> [FRAGMENTO DE ORIGEN]
·····

Pasar al contenido principal

Montaigne, I

Existe una tradición concisa que, partiendo de los autores grecolatinos (Menandro, Epicuro, Terencio, Horacio, Séneca, Juvenal, Plutarco), desemboca en los moralistas del siglo XVII: Quevedo, Descartes, Gracián, La Rochefoucauld, Pascal, Spinoza, La Bruyère, Swift. Sus emisarios –Erasmo, Vives, Bacon, el propio Montaigne (1533-1592)– no son cultivadores de la escritura aforística, sino recopiladores y transmisores de una sabiduría perenne, en la que introducen variaciones: “Encuentro por azar en los buenos autores esos mismos asuntos que intento tratar. Me complace que mis opiniones tengan el honor de coincidir a menudo con las suyas”, observa el inventor del género ensayístico, cuya obra repasamos.

Toda pasión que se puede degustar y digerir es solo mediocre. (I, II)

La naturaleza nos hace ver que las cosas muertas mantienen relaciones disimuladas con la vida: el vino se altera en las bodegas. (I, III) 

Las memorias excelentes suelen ir acompañadas de juicios débiles. (I, IX)

Mil caminos desvían del fin, solo uno conduce a él. (I, IX)

Respecto al don de la elocuencia, unos tienen facilidad y prontitud; otros, nunca dicen nada que no sea premeditado. El tardío sería mejor predicador; el otro, mejor abogado. (I, X)

El azar proporciona la materia, a nosotros toca darle forma. (I, XIV) 

La indigencia se aloja tanto en casa de quienes poseen bienes como en casa de quienes carecen de ellos; y acaso sea menos ingrata cuando está sola que en compañía de riquezas. (I, XIV)

·····

> [TUS TAREAS]
[1] Según el fragmento sobre Montaigne, ¿qué se altera en las bodegas?
[2] Pasa a un CSV de dos columnas, enunciado y respuesta, solo los registros que empiezan en la línea que tiene "the tablet bezel" y terminan tras la línea que tiene "[[185, 55]]". Pon una fila por cada enunciado con su respuesta, cada valor en un único campo entre comillas y los saltos de línea cambiados por espacios.

> [DATOS PROPORCIONADOS]
·····

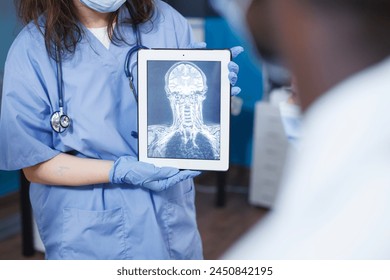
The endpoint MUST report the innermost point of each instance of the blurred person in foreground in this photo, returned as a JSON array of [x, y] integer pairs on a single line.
[[334, 202]]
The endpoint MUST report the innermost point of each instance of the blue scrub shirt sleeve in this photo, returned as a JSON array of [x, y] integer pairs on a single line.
[[26, 138]]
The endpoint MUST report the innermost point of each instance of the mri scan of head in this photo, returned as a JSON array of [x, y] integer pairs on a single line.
[[188, 136]]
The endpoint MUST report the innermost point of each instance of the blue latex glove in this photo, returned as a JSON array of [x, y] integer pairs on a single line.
[[128, 170], [233, 67]]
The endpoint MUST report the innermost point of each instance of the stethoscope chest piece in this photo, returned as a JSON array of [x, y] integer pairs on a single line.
[[59, 121]]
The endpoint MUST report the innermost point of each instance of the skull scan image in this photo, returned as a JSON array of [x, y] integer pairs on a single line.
[[188, 137]]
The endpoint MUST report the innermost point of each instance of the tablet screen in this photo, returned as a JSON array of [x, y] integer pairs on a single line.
[[184, 108]]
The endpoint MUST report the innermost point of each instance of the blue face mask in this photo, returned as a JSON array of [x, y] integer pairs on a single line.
[[103, 6]]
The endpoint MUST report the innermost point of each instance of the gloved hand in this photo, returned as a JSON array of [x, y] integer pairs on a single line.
[[234, 69], [128, 170]]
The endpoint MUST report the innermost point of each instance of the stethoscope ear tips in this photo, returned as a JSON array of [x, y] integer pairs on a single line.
[[59, 122]]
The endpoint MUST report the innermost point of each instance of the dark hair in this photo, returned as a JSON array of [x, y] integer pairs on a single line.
[[61, 27]]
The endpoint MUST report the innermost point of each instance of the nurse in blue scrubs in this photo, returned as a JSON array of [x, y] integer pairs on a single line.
[[69, 120]]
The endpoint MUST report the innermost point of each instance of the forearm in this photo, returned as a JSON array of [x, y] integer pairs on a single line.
[[69, 170]]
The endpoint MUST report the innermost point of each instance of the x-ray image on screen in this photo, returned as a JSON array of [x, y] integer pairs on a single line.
[[184, 109]]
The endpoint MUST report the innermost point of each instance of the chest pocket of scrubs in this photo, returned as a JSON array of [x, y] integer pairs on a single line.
[[93, 234], [183, 235]]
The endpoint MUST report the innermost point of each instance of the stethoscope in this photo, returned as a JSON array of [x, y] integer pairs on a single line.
[[59, 120]]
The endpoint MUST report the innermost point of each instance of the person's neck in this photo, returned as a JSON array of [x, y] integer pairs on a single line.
[[336, 51], [90, 18]]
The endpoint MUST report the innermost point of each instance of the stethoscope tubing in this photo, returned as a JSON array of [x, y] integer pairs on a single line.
[[59, 120]]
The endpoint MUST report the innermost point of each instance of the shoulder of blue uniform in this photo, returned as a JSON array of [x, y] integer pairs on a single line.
[[166, 9], [30, 38]]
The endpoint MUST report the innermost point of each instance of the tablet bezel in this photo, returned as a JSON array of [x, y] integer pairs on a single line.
[[185, 55]]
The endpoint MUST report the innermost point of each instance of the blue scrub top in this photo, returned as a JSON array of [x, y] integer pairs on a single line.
[[100, 221]]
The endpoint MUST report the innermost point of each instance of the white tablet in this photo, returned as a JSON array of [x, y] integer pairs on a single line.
[[184, 108]]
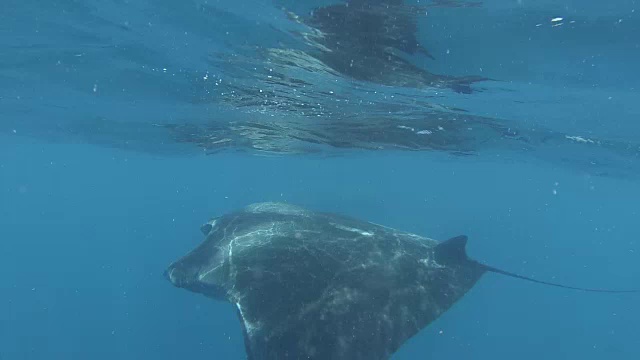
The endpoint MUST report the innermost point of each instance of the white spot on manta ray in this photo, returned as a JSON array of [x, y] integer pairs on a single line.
[[346, 228], [250, 328]]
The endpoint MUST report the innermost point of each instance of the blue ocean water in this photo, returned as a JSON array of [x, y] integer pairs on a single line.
[[95, 203]]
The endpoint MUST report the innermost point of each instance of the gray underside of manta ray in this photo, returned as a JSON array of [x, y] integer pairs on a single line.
[[311, 285]]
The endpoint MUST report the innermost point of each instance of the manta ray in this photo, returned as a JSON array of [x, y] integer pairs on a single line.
[[315, 285]]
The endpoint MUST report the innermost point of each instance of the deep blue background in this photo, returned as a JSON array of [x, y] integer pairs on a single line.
[[86, 231]]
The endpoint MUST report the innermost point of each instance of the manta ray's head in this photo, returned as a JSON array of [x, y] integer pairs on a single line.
[[203, 269]]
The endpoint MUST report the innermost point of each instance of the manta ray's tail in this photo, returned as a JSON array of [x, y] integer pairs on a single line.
[[454, 251]]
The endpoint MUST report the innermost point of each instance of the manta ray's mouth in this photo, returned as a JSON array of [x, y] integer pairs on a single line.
[[181, 279]]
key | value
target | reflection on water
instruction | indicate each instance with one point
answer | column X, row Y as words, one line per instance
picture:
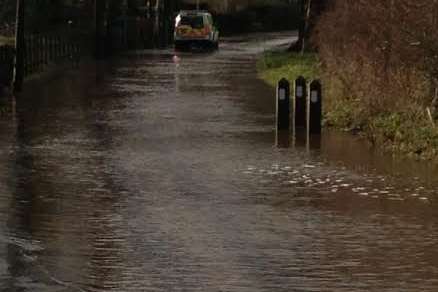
column 165, row 177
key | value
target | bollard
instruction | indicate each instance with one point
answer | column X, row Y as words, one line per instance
column 300, row 102
column 283, row 105
column 315, row 107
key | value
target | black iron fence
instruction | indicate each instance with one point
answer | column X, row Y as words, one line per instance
column 44, row 50
column 40, row 52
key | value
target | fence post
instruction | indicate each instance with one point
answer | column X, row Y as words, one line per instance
column 315, row 107
column 300, row 102
column 283, row 105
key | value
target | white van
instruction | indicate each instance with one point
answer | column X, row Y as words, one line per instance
column 195, row 27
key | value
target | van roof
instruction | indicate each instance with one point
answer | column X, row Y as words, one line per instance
column 194, row 12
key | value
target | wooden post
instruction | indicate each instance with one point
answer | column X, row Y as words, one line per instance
column 300, row 102
column 19, row 47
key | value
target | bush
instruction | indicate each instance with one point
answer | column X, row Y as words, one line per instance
column 379, row 61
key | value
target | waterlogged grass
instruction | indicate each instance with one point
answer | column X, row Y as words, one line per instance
column 6, row 41
column 273, row 66
column 407, row 132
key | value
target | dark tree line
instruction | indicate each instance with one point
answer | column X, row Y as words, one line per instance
column 310, row 11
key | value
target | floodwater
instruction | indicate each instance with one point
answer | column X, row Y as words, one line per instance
column 164, row 176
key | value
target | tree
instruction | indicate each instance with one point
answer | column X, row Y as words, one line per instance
column 310, row 11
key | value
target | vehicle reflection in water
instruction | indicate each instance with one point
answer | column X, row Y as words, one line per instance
column 166, row 176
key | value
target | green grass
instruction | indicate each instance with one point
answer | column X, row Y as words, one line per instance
column 273, row 66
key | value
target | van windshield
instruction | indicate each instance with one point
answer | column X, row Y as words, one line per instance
column 193, row 21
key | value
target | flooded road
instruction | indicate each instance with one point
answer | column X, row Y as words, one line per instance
column 165, row 177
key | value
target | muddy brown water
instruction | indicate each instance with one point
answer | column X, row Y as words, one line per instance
column 165, row 177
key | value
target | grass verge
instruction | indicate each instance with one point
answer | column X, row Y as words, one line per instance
column 273, row 66
column 408, row 132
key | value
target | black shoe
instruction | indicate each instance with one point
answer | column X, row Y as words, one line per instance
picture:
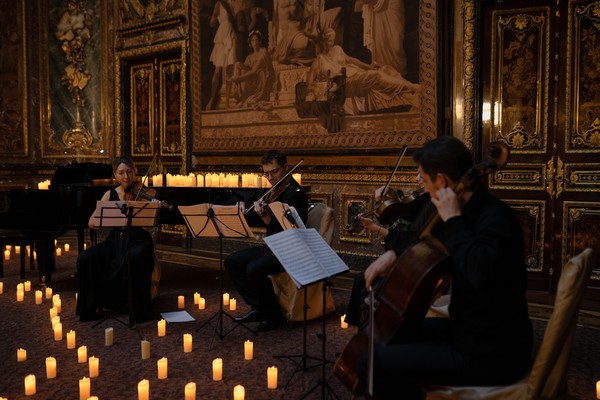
column 268, row 325
column 251, row 316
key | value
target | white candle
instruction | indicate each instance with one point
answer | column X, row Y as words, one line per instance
column 109, row 336
column 84, row 388
column 190, row 391
column 239, row 392
column 248, row 350
column 71, row 339
column 187, row 343
column 162, row 327
column 82, row 354
column 58, row 332
column 144, row 390
column 50, row 367
column 145, row 349
column 217, row 369
column 30, row 385
column 272, row 377
column 163, row 366
column 94, row 366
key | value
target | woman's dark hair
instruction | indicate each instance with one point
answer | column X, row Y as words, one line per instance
column 274, row 155
column 446, row 155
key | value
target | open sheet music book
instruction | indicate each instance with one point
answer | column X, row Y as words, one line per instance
column 285, row 214
column 211, row 220
column 305, row 255
column 125, row 213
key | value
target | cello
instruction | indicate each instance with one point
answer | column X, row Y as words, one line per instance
column 415, row 279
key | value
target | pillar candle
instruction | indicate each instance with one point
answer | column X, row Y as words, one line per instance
column 94, row 366
column 190, row 391
column 162, row 327
column 163, row 366
column 217, row 369
column 84, row 388
column 30, row 385
column 71, row 339
column 248, row 350
column 82, row 354
column 272, row 377
column 225, row 299
column 50, row 367
column 144, row 390
column 58, row 332
column 239, row 392
column 145, row 349
column 187, row 343
column 109, row 336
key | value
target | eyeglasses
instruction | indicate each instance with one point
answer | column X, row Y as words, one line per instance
column 272, row 172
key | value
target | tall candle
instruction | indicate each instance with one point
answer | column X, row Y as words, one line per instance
column 144, row 390
column 30, row 385
column 190, row 391
column 272, row 377
column 50, row 367
column 94, row 366
column 239, row 392
column 163, row 366
column 109, row 336
column 145, row 349
column 217, row 369
column 84, row 388
column 187, row 343
column 82, row 354
column 71, row 339
column 162, row 327
column 248, row 350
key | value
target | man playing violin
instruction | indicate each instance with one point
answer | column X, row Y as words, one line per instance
column 250, row 268
column 102, row 269
column 487, row 339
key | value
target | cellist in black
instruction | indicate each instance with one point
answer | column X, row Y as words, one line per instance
column 487, row 339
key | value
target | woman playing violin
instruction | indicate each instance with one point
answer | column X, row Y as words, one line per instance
column 487, row 338
column 250, row 268
column 102, row 269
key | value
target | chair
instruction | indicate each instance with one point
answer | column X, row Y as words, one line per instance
column 291, row 299
column 547, row 376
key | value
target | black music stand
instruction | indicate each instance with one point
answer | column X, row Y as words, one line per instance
column 207, row 220
column 308, row 259
column 125, row 214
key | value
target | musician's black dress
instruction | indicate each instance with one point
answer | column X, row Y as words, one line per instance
column 102, row 273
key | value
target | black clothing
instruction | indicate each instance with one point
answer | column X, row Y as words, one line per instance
column 102, row 272
column 250, row 268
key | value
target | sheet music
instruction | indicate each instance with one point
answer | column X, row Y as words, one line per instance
column 211, row 220
column 125, row 213
column 305, row 255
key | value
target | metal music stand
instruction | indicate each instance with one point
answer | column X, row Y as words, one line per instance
column 125, row 214
column 207, row 220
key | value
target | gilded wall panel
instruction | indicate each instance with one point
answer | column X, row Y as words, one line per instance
column 583, row 105
column 520, row 79
column 530, row 214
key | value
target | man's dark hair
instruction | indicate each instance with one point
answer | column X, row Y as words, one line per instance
column 274, row 155
column 446, row 155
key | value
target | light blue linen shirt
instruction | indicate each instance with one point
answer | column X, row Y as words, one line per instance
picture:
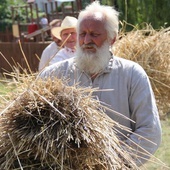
column 129, row 93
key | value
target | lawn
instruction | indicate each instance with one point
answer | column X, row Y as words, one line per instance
column 163, row 153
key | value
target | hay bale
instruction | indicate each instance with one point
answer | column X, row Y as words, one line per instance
column 150, row 48
column 48, row 125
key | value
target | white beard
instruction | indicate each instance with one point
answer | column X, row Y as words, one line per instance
column 93, row 63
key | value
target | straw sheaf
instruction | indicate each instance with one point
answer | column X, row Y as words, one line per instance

·····

> [LISTA DE RESPUESTAS]
[1] El vino.

[2]
enunciado,respuesta
"The endpoint MUST report the innermost point of each instance of the tablet bezel in this photo, returned as a JSON array of [x, y] integer pairs on a single line.","[[185, 55]]"